Another good point, applause and crowd atmosphere were both very well transcribed; On Sade live, one will also appreciate the accurate precision of the scratched voice accents from the singer. Plane separation is naturally also excellent; Space between instruments and voices is very precise. Apparent bandwidth seems to be perfectly coherent, without any feeling of holes or lack at the start or end of the audio range. Extinctions of notes generate from time to time a frustrating feeling, not because of the system, but because of engineering recording lacking of precision. Lower part of the bass range is clean, never giving a feeling of being slow. 

In front of Internet radio flow, the Stello U3 box does not reacts a very exceptional way. I mean that you can feel compression too much. Listening to high definition channels (256 or 320Kbits/s) brings a better feeling, but seems to be a bit tiring to listen for hours. It might be interesting to swich EQ on at this time!

In terms of listening enjoyment, this box offers an equal pleasure on all kind of music styles, transparency and respect of timbres appeared to me in perfect line with requirements to listen to classical or jazz concerts as well as rock. In a nutshell, I would say that voice performances are brilliants. Cecilia Bartoli delivers here a strikingly true Sposa relying on a truthfully chord background. Lastly, Katie Melua is close to us, at a few inches on Piece by piece bathed in a firm and coating bass line.

§ **WRITTEN EXERCISE**: In the audio review, what bitrates are given for the high definition Internet radio channels?

[Rows from a box labeling dataset]
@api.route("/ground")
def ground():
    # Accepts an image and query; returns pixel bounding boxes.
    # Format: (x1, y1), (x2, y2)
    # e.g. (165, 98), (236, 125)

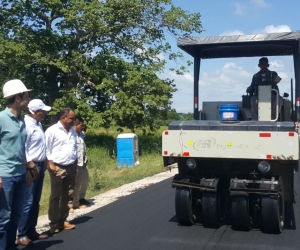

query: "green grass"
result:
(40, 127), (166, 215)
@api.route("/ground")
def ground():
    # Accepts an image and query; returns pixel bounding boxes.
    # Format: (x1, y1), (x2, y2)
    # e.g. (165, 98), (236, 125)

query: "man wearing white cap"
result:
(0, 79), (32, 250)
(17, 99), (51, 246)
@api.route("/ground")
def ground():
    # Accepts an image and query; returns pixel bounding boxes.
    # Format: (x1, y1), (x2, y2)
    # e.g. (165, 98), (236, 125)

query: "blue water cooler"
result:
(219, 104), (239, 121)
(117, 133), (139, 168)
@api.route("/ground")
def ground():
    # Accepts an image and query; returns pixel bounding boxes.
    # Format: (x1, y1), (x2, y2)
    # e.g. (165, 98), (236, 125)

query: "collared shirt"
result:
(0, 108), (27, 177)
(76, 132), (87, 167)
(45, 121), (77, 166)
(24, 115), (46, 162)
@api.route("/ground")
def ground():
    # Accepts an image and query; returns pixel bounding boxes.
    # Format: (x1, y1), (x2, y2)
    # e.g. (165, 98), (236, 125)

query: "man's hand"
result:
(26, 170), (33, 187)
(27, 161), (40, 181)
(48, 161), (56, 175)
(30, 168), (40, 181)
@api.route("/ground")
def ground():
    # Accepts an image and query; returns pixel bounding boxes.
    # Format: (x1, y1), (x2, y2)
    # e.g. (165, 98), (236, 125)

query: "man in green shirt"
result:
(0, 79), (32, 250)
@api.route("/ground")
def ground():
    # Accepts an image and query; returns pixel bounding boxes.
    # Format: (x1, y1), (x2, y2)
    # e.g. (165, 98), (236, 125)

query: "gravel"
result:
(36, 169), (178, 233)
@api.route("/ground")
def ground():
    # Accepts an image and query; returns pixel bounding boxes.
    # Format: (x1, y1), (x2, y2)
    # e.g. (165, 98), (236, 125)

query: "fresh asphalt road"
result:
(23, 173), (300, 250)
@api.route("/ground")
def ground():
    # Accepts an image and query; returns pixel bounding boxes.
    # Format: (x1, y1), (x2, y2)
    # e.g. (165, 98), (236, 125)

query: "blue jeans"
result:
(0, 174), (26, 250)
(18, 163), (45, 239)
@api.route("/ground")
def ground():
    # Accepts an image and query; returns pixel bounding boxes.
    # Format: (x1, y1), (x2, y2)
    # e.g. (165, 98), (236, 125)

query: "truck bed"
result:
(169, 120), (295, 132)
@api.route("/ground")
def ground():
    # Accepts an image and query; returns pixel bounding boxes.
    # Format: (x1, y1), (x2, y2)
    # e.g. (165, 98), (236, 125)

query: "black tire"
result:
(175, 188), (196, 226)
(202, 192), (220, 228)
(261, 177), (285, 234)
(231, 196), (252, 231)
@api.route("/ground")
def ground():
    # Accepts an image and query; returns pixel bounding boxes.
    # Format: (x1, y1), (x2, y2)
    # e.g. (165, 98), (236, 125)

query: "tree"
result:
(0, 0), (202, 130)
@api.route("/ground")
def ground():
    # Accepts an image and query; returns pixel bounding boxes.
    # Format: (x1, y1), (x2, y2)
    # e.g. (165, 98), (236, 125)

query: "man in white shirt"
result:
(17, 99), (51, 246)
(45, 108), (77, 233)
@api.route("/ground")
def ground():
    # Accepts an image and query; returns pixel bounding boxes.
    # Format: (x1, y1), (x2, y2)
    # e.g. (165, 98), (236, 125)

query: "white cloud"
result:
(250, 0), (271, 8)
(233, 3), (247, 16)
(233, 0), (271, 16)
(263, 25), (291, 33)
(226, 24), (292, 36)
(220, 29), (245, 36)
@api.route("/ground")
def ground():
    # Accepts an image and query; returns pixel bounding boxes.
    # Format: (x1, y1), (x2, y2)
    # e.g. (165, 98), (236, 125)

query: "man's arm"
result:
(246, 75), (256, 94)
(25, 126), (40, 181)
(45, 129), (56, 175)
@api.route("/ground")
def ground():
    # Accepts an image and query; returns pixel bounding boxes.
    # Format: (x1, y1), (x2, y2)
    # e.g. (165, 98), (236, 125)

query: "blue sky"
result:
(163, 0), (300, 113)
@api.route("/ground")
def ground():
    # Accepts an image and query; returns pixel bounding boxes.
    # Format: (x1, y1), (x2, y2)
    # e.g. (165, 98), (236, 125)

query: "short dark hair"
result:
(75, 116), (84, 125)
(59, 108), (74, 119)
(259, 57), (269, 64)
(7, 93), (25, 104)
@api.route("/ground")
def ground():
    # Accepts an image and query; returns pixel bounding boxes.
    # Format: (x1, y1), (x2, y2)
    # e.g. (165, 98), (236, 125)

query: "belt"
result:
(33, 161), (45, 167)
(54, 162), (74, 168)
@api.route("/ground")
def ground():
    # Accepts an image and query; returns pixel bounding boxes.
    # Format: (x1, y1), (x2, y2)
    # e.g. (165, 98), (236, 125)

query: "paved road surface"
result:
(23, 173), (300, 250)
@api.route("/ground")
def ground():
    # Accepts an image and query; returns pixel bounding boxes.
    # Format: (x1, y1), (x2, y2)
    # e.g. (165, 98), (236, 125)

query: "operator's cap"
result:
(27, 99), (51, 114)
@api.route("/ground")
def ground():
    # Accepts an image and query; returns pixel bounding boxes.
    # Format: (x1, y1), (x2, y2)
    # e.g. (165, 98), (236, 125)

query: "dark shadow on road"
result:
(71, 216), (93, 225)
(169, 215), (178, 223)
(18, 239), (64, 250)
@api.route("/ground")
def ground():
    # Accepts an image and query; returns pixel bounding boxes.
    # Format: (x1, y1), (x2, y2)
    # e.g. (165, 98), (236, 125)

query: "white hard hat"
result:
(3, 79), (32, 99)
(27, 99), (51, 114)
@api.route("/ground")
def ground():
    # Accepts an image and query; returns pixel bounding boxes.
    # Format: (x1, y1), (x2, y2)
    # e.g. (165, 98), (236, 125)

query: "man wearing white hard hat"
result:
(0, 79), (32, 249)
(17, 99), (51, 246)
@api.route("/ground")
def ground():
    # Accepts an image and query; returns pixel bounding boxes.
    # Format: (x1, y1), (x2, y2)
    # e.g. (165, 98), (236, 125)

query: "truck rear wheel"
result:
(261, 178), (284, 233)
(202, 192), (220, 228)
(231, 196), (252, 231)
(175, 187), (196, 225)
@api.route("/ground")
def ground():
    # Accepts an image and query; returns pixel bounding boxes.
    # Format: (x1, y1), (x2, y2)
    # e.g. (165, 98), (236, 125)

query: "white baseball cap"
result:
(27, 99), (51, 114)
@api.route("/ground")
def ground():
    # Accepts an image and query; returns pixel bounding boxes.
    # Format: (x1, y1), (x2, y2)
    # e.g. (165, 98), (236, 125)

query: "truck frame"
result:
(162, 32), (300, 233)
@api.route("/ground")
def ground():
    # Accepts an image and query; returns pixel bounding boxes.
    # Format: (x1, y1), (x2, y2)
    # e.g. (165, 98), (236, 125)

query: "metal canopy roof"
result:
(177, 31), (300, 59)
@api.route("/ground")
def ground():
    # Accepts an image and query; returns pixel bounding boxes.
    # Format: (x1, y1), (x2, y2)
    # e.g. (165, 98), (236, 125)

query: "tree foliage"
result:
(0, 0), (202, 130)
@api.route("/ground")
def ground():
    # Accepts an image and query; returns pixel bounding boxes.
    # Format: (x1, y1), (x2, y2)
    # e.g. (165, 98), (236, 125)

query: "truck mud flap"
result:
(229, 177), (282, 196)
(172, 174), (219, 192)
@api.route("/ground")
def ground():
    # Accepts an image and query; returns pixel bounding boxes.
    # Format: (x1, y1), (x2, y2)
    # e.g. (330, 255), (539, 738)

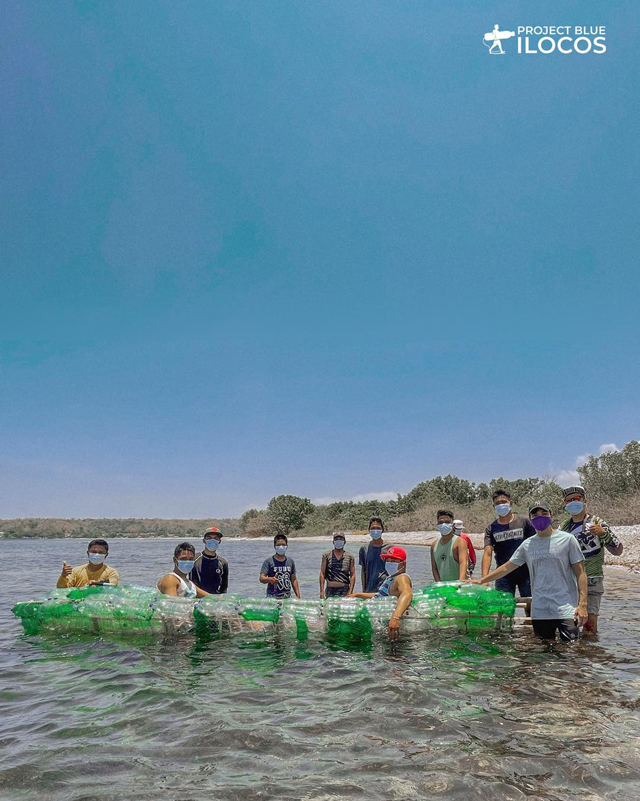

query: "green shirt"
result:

§ **THE COMPLETED TASK**: 256 or 320 Kbits/s.